--- begin DATA SHOWN ---

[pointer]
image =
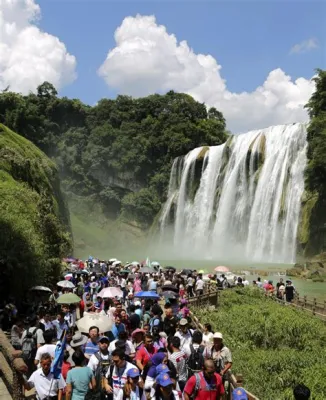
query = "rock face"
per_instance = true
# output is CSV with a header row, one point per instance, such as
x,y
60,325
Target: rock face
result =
x,y
34,220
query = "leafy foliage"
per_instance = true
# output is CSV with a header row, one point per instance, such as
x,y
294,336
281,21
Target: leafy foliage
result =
x,y
275,347
315,175
34,222
120,150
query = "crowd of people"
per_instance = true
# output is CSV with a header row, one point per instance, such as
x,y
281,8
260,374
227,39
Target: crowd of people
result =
x,y
153,349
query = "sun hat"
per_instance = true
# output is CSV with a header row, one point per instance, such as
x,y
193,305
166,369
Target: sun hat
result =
x,y
162,368
133,373
239,394
78,339
164,379
217,335
102,338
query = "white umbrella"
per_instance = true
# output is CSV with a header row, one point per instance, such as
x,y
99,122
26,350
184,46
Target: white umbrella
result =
x,y
66,284
101,320
110,292
40,289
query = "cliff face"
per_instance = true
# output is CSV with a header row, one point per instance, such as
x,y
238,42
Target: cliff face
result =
x,y
34,220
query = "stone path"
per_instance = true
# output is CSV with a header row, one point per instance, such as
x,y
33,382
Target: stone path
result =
x,y
4,394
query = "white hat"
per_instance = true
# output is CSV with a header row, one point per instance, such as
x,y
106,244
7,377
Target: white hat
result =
x,y
217,335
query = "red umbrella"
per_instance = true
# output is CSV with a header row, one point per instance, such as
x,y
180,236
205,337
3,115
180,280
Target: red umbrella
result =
x,y
221,268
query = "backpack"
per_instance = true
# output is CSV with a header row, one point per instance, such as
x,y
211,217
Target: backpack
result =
x,y
101,370
29,345
195,361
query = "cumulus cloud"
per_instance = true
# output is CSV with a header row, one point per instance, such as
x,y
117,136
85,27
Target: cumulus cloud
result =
x,y
304,46
29,56
148,59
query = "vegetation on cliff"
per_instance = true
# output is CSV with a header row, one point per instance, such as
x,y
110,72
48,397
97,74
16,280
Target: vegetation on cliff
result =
x,y
34,222
273,346
312,230
119,152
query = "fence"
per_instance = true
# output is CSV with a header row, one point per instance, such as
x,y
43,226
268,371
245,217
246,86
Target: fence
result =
x,y
12,366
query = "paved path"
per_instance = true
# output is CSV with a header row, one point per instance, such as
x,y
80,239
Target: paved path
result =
x,y
4,394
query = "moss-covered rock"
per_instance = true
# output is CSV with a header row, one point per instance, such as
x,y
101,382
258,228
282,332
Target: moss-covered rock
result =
x,y
34,220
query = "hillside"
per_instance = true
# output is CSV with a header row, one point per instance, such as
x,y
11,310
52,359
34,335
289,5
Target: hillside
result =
x,y
34,221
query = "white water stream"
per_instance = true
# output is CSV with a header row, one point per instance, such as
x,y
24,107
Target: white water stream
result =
x,y
244,201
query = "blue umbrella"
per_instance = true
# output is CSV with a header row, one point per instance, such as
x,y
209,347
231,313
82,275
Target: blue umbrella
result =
x,y
149,295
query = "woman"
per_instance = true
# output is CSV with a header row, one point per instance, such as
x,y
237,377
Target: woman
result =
x,y
132,389
207,335
79,379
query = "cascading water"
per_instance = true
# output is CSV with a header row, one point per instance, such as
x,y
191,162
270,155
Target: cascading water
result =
x,y
240,200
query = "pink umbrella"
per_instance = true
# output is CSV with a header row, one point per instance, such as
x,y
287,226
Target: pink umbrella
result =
x,y
221,269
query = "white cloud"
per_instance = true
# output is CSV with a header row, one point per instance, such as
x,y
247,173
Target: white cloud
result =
x,y
28,56
304,46
148,59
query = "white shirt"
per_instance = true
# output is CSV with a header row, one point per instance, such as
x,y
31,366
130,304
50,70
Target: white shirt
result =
x,y
93,361
38,334
46,348
119,378
130,348
43,384
200,284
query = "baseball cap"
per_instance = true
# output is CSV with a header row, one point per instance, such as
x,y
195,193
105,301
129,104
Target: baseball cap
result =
x,y
162,368
164,379
239,394
133,373
102,338
217,335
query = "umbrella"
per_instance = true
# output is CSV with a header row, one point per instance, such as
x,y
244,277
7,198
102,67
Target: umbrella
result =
x,y
148,295
101,320
66,284
155,264
221,269
68,298
170,295
146,270
40,289
110,292
170,288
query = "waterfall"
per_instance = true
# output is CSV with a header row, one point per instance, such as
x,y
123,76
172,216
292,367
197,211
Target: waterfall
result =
x,y
240,200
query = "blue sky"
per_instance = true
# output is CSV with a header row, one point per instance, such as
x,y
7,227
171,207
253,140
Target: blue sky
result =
x,y
248,39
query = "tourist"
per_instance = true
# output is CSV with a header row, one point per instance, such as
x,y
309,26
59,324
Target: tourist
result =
x,y
46,387
220,354
79,379
204,385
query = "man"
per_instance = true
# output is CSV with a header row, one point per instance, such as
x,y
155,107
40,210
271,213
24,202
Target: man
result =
x,y
145,353
42,380
60,324
184,333
200,285
91,346
99,363
178,357
204,385
116,377
170,322
220,354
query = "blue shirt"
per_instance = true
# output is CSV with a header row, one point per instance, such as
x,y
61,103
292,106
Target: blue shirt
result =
x,y
79,378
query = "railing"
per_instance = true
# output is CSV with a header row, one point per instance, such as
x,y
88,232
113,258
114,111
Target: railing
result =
x,y
12,366
211,298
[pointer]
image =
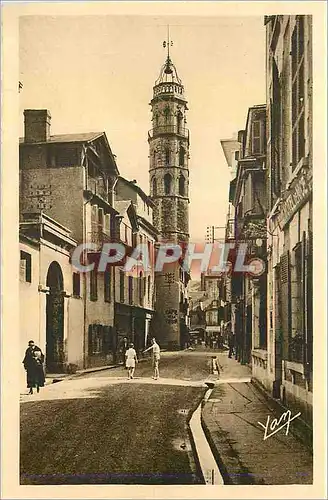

--- end DATA SHOWN ---

STATED PROBLEM
Count the lines of the material above that contain the string "rock", and reply with that number alone.

WORKED SOLUTION
4